=== Selected excerpt ===

A Lesson About When to Use Miles and Points — And Why Award Charts are Good, Revenue-Based Awards are Bad

Dan’s Deals writes, “You Can Use Hyatt Points At 13 MGM Hotels In Las Vegas. No, It’s (Generally) Not A Good Deal”

The Hyatt-MGM Deal Opens Up More of the Las Vegas Markets to Points

Last month Hyatt announced a new partnership with MGM’s M Life program. You can earn and redeem Hyatt Gold Passport points at 12 MGM resorts in Las Vegas, and stays at those properties count towards Gold Passport status. (Stays at Hyatt properties can be used towards status at MGM properties for folks chasing that.)

Beginning next month the two programs will start offering reciprocal status recognition, as well.

Dan points out that Las Vegas hotels are often quite inexpensive, and that when rooms are cheap you won’t get a good value out of redeeming Gold Passport points.

That’s true of course, and says something about the Las Vegas hotel market — and about loyalty program award charts in general.

Hotel Rates in Las Vegas Vary Tremendously — But Points Cost is Mostly Fixed

Las Vegas is like many vacation destinations and opposite business destinations — it tends to be expensive on the weekend and much cheaper on weekdays.

===

| Required work |
Please carry the article on redeeming Hyatt points at MGM's Las Vegas hotels forward from its last sentence.

=== Listing ===

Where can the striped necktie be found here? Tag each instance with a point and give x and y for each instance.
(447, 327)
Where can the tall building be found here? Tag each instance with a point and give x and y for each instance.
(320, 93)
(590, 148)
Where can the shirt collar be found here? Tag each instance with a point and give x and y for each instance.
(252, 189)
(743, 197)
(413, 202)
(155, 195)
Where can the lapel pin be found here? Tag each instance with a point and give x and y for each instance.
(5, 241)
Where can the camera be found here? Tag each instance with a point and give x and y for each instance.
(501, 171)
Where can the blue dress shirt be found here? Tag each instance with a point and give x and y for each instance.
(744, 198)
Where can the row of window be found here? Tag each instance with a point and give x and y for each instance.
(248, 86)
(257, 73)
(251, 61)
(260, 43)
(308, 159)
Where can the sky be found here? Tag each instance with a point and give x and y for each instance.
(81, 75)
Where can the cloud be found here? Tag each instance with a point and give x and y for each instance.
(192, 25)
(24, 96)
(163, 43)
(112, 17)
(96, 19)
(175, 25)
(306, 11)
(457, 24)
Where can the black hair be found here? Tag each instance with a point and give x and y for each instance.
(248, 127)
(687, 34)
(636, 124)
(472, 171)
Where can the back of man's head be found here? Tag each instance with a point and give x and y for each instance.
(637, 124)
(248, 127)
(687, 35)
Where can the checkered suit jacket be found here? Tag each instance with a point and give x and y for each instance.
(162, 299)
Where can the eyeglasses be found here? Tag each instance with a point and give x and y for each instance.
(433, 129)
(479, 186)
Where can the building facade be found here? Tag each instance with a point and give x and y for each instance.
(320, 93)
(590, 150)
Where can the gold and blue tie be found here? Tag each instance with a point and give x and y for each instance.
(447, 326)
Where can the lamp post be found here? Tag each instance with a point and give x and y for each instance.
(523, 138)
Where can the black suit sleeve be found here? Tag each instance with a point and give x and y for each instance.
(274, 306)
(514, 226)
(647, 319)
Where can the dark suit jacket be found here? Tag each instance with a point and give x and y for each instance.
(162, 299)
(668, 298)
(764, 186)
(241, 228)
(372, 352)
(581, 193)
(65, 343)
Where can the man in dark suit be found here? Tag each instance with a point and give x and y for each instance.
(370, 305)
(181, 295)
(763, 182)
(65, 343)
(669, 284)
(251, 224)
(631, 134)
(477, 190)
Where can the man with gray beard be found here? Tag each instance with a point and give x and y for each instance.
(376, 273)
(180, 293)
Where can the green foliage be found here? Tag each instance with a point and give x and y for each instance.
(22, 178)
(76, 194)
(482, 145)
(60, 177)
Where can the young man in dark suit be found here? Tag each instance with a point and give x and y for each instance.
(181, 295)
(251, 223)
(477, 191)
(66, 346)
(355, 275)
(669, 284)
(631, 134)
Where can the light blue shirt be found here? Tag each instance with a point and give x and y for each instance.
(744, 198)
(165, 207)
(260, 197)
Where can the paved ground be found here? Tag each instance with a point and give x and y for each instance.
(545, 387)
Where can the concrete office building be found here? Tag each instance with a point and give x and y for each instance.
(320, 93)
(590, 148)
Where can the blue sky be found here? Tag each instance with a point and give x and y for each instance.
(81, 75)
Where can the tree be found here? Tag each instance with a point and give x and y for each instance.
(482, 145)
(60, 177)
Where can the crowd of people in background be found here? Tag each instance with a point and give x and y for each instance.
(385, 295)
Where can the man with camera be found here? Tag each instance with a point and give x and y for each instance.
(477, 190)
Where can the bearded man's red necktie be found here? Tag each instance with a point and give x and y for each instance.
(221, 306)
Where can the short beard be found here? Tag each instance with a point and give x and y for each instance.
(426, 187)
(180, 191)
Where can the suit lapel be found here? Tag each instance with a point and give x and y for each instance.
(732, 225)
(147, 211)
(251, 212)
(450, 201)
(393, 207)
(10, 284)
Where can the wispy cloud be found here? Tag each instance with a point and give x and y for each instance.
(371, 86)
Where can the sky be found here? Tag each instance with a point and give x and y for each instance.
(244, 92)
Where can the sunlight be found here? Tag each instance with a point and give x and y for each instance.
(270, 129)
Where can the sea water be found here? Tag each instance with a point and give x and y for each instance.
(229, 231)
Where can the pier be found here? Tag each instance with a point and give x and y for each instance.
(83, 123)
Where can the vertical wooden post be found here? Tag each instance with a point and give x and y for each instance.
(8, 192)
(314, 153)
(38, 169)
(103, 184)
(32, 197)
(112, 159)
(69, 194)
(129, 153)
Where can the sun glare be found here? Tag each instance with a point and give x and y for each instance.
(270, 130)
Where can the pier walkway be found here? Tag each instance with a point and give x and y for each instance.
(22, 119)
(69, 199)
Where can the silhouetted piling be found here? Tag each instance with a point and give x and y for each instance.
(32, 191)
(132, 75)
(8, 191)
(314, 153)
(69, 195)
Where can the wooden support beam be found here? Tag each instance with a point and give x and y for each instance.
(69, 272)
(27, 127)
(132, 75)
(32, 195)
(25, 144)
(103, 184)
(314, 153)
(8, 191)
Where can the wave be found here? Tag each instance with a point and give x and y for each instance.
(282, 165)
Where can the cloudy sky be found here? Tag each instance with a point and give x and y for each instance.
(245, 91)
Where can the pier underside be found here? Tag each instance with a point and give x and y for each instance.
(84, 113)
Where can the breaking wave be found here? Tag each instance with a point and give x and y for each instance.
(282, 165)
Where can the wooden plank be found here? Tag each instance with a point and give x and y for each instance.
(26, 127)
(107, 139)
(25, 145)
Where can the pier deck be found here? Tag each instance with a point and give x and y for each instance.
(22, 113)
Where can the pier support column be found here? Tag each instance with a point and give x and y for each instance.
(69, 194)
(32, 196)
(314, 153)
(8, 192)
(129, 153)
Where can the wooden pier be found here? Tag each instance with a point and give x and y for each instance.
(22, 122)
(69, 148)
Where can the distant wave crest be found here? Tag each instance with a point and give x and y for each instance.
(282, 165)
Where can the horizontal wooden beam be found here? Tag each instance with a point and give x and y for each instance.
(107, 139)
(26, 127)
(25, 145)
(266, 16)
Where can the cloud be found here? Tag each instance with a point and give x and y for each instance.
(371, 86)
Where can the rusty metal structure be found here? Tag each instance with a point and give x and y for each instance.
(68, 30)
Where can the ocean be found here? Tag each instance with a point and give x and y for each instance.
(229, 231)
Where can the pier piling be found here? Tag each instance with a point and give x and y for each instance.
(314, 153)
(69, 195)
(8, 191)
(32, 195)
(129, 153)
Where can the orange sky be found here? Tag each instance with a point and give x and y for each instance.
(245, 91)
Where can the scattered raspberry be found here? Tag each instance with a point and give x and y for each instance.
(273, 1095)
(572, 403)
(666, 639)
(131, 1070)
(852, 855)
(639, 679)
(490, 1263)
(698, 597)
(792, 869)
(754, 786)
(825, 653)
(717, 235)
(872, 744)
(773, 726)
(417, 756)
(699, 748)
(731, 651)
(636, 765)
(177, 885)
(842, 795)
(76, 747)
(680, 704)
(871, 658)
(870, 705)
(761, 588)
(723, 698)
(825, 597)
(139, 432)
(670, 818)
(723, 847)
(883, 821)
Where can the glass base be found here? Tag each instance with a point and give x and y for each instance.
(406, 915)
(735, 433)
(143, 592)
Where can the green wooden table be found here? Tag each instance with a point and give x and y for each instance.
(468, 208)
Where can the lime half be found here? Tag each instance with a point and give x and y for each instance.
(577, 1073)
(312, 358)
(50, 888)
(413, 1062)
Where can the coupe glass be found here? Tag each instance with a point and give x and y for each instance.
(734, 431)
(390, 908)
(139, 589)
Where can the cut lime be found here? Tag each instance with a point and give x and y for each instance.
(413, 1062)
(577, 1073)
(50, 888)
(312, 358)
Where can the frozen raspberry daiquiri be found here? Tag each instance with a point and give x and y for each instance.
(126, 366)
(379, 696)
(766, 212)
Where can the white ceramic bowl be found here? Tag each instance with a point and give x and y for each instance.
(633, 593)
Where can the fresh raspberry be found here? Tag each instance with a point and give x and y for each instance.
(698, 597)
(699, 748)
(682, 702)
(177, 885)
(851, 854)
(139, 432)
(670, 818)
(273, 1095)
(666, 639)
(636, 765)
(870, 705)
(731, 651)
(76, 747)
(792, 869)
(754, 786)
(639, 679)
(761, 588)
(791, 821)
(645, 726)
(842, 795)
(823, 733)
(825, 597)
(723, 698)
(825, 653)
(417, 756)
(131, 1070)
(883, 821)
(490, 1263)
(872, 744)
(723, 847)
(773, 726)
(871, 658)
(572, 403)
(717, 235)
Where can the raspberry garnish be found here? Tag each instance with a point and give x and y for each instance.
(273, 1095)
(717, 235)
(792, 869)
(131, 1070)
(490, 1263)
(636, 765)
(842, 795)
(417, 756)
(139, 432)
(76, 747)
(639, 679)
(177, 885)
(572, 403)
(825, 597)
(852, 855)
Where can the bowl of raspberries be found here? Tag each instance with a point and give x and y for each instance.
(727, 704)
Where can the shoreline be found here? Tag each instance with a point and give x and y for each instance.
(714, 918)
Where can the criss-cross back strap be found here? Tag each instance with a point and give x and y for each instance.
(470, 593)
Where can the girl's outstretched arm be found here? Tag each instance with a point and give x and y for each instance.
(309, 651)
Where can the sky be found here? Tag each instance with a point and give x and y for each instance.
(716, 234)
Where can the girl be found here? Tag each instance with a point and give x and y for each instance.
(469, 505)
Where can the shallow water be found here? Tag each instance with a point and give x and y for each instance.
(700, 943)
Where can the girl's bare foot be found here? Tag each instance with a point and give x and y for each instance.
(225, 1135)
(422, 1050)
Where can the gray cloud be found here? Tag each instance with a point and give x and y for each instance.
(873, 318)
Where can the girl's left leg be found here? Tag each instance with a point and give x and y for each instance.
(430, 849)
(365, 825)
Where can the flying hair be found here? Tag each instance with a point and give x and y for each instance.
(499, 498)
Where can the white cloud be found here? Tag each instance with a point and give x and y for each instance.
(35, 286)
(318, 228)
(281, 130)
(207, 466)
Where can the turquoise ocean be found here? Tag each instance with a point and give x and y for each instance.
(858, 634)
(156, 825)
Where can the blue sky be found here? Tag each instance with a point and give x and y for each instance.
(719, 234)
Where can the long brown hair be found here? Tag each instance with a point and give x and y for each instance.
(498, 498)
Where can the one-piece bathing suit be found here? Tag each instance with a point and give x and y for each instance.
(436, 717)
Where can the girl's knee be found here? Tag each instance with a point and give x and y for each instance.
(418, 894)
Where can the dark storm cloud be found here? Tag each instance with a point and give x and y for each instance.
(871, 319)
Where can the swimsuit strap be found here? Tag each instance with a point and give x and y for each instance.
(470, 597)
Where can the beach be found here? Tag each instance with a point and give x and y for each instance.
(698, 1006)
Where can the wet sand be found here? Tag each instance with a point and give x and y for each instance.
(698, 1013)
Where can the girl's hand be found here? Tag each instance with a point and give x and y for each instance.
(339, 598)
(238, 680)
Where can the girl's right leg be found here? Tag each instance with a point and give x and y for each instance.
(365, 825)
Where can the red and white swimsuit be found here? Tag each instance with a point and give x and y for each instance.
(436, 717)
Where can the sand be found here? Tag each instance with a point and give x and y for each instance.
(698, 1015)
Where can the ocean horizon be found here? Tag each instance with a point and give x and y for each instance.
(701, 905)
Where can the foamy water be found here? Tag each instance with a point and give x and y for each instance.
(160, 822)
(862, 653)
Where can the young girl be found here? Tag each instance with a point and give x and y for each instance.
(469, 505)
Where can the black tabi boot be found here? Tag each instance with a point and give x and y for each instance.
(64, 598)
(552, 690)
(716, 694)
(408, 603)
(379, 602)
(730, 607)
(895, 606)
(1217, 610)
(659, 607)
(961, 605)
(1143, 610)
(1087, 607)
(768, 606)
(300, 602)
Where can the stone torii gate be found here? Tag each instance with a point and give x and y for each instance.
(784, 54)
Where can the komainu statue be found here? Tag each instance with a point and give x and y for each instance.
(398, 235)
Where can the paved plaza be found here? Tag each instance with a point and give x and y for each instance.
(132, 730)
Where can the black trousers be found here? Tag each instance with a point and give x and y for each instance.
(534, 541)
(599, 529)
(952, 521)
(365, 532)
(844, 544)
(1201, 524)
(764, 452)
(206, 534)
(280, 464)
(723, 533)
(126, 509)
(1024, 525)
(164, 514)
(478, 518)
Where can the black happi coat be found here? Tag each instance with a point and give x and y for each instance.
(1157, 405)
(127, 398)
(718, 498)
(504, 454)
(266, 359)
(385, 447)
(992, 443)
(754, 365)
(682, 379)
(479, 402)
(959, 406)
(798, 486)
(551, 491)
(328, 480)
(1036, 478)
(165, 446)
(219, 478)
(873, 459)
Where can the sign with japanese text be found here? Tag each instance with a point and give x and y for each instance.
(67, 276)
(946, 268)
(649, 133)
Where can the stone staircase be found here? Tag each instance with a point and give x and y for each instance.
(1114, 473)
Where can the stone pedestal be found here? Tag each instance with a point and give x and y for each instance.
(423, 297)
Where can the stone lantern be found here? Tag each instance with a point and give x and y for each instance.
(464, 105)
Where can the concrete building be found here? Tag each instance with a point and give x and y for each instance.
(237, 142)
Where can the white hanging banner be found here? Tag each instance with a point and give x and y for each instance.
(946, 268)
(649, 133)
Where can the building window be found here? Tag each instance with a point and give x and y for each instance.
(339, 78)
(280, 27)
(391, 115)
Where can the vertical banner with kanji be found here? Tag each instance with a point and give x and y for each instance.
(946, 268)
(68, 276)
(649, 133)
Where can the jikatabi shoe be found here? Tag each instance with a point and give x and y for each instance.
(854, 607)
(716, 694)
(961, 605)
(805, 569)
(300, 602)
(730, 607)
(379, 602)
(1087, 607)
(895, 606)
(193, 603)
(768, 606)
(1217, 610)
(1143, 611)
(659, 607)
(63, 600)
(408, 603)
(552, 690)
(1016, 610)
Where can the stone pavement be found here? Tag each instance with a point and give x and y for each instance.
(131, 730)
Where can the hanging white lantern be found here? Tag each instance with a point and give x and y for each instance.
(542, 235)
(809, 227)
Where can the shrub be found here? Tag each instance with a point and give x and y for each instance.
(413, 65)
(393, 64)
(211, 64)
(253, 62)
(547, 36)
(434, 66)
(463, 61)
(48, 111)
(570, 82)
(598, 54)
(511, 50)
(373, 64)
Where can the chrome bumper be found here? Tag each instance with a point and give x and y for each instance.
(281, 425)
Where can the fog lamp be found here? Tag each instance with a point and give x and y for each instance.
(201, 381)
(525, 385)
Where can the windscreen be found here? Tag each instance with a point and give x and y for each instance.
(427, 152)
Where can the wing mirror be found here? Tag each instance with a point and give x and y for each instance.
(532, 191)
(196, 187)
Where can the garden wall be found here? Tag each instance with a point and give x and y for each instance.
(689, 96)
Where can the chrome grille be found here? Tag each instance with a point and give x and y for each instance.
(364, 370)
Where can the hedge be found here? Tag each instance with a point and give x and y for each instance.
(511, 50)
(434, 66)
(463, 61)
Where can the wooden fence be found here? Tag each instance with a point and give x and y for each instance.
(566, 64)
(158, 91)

===

| Response |
So when Dan picks a Tuesday night in September, it’s not surprising that the hotels are cheaper than usual but the points price remains unchanged. The points price is pretty much fixed for the year (hotel chains do revisit hotel categories occasionally, but for the most part adjustments are made annually). As a result, you don’t get good value redeeming for these hotels on a Tuesday.

He contrasts this with the better value Hyatt Place but that property’s rates don’t vary as much as the MGM resorts — and with some of the highest-end Hyatt properties where redemption value is especially good (since the most expensive Hyatt redemption maxes out at 22,000 points, it’s the same price to get the Grand Hyatt New York as the Park Hyatts in Paris, Sydney, and the Maldives — top end redemptions tend to be a great use of Hyatt points).

That’s Why Award Charts Present Great Opportunities

What this really reveals is the tremendous, outsized value that award charts can offer.

When the points price of an award is fixed, it makes sense to redeem when the cash price is high and pay for travel when the cash price is low. That way you get the most value out of your points.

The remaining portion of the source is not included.